* Begin *
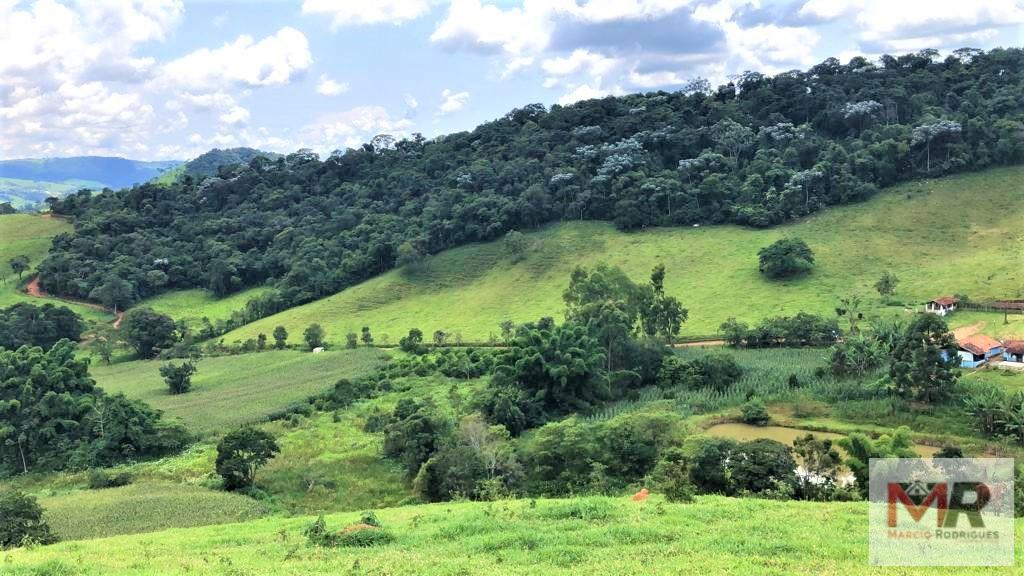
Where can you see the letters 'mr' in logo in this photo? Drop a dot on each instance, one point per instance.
(918, 498)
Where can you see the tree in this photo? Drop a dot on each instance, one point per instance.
(785, 257)
(313, 336)
(103, 343)
(53, 416)
(887, 285)
(850, 307)
(147, 331)
(663, 316)
(27, 324)
(178, 378)
(413, 343)
(672, 476)
(516, 245)
(22, 521)
(114, 293)
(241, 453)
(410, 256)
(924, 361)
(18, 264)
(508, 330)
(280, 337)
(860, 449)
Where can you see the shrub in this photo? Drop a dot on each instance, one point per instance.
(754, 412)
(22, 521)
(672, 476)
(717, 371)
(240, 453)
(178, 378)
(99, 479)
(785, 257)
(313, 335)
(367, 532)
* End *
Copy every row above word for word, leaving out the picture.

• _THE ANSWER_:
Where can you see the letters 'mr' in logo in this photo? Drop a dot on each instance, one point per instance.
(918, 498)
Where can you see the tree in this photo? Drop a dot on each instance, one point per instance.
(785, 257)
(313, 336)
(103, 343)
(53, 416)
(887, 285)
(850, 307)
(147, 331)
(663, 316)
(27, 324)
(178, 378)
(413, 343)
(672, 476)
(516, 245)
(22, 521)
(114, 293)
(241, 453)
(410, 256)
(924, 361)
(18, 264)
(508, 330)
(280, 337)
(860, 449)
Where can you see the shrub in this photo? Drop a dot on each instance, one point per instance.
(754, 412)
(22, 521)
(672, 476)
(717, 371)
(240, 453)
(178, 378)
(99, 479)
(785, 257)
(313, 335)
(367, 532)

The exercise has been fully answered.